A young football player smiling at the camera with a red AFL football in his hands.

James Leake and Colby McKercher share plenty in common, but their paths to the AFL draft have been vastly different

In short: Tasmanian Australian Rules Football players James Leake and Colby McKercher are both considered prime talent ahead of the AFL draft, where unsigned players can be signed by teams ahead.
The pair have forged contrasting paths to the AFL, and are two of the seven Tasmanians rated as likely draft chances.
What’s next? McKercher is likely to be selected in the first handful of picks, with North Melbourne Kangaroos heavily linked to the midfielder. Leake’s destination is more uncertain, but he’s expected to be selected in the top 15 picks.

There’s a special confidence about Colby McKercher, the prodigious 18-year-old midfielder who, at worst, will be selected in the top 5 of Monday’s AFL draft.

The Tasmanian has been described as the “best pure midfielder” in the country for his age, and since turning 17, has had every top player agent salivating at the prospect of acquiring his signature.

REQUIREMENT: Please copy the article on the two Tasmanian AFL draft prospects word for word, starting with "James Leake and Colby McKercher share" and going on through "by teams ahead.".

ENTRIES SUPPLIED:
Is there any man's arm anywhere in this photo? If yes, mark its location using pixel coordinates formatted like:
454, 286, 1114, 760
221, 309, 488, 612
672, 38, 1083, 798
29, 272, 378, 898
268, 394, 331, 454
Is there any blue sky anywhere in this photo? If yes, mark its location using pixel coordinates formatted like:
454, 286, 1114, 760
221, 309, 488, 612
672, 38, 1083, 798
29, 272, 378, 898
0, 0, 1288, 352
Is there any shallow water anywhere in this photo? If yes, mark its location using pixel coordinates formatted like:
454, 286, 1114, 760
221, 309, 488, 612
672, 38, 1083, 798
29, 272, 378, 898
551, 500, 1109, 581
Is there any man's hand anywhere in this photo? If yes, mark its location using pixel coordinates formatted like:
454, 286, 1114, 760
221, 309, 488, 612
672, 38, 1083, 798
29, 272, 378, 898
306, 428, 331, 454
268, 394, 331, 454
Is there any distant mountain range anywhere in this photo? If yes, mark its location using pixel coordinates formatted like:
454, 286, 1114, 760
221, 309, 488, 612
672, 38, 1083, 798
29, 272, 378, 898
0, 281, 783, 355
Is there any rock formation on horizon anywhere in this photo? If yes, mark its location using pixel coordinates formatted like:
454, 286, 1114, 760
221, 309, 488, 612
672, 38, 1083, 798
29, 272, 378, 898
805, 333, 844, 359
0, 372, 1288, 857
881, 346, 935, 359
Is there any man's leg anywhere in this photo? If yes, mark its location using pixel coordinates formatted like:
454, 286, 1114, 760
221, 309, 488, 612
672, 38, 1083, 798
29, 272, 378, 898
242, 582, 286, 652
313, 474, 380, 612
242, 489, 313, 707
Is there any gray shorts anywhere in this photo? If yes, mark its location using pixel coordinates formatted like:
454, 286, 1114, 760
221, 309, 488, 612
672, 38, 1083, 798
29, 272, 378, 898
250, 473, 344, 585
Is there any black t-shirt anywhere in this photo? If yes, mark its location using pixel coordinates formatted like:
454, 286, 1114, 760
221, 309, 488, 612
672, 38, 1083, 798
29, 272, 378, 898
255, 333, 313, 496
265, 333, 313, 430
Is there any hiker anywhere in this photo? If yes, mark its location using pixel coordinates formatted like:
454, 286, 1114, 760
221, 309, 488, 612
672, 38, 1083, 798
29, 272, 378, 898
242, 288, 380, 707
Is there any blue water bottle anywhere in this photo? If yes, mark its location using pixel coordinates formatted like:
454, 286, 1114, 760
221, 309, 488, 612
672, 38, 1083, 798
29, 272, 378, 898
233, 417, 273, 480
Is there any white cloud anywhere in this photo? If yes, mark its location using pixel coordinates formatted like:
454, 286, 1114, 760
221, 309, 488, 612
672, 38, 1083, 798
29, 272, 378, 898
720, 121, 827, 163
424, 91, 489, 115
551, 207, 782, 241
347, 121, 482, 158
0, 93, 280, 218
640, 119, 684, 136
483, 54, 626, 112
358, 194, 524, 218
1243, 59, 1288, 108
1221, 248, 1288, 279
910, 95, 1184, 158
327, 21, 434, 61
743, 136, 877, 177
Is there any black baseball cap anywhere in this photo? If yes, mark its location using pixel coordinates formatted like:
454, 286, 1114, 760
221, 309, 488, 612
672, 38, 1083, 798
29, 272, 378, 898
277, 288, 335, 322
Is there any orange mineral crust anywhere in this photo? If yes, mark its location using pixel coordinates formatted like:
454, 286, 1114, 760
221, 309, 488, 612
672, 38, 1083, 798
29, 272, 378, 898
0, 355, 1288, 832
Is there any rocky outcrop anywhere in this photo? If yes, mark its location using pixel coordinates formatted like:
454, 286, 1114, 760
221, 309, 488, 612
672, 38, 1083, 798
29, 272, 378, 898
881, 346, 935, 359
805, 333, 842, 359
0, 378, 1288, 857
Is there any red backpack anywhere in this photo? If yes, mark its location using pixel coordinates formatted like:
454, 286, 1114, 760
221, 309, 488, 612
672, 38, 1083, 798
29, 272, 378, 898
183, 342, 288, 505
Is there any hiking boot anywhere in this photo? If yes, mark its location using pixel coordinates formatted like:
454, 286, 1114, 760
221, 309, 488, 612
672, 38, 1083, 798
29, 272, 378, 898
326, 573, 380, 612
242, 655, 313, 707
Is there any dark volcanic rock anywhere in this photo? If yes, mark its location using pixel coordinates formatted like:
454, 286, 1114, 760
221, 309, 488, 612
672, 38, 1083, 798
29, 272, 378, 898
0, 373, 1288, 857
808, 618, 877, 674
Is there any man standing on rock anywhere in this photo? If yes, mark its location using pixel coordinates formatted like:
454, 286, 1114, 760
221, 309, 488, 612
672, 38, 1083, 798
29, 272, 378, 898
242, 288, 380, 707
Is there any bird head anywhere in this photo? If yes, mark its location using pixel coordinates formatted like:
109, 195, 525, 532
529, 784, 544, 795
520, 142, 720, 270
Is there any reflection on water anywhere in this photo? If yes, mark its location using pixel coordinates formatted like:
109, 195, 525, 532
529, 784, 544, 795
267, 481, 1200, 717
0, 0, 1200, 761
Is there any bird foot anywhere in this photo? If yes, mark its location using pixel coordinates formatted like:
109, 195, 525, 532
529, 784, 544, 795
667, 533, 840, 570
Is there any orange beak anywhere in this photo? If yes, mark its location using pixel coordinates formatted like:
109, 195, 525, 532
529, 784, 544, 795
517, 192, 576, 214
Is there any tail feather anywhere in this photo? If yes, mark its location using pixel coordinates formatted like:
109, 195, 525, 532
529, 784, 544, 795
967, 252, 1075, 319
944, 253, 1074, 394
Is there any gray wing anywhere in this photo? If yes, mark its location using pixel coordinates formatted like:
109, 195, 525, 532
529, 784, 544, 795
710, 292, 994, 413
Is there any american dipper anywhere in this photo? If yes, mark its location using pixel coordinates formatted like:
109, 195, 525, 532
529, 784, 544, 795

WORKED ANSWER:
James Leake and Colby McKercher share plenty in common, but their paths to the AFL draft have been vastly different

In short: Tasmanian Australian Rules Football players James Leake and Colby McKercher are both considered prime talent ahead of the AFL draft, where unsigned players can be signed by teams ahead.